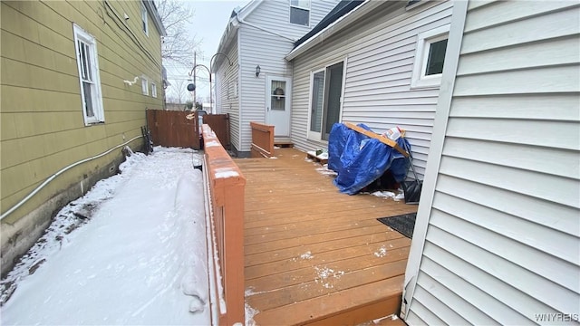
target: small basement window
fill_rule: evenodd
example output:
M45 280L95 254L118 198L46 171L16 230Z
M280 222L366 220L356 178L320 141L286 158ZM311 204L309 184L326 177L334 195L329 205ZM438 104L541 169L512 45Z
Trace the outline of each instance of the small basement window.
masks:
M151 96L157 98L157 85L151 82Z
M310 25L310 0L290 0L290 23Z
M141 2L141 23L143 24L143 33L149 36L149 15L147 14L147 8L145 8L143 2Z
M141 91L143 95L149 95L149 79L145 76L141 76Z
M433 88L440 85L449 33L448 24L417 36L411 88Z

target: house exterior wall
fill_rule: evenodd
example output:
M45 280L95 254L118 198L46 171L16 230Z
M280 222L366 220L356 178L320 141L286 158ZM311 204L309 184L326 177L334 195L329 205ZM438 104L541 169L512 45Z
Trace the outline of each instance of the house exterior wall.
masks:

> [Written problem]
Rewrite all of the entries above, replacing "outline" with "contour" wherever it occurs and keeping everything else unchanged. Omit the pictures from your answer.

> [Solution to the problem]
target: small basement window
fill_rule: evenodd
example output:
M45 280L95 254L118 198L46 171L16 230Z
M280 222L366 220L356 178L320 141L286 158ZM311 204L309 184L326 177L334 195L329 205ZM438 104L541 169L512 45Z
Trace the contour of each instance of the small basement window.
masks:
M151 96L157 98L157 85L151 82Z
M310 25L310 0L290 0L290 23Z
M141 2L141 23L143 24L143 33L149 36L149 15L147 14L147 8L145 8L143 2Z
M141 91L143 95L149 95L149 79L145 76L141 76Z
M433 88L440 85L449 33L448 24L417 36L411 88Z

target: house exterior wall
fill_rule: evenodd
example output:
M45 280L95 254L118 198L46 171L16 230Z
M280 222L366 220L356 178L320 141L286 158ZM311 204L309 184L326 177L334 195L329 205ZM438 104L541 169L512 45Z
Trace the contour of each instance of the house exterior wall.
masks:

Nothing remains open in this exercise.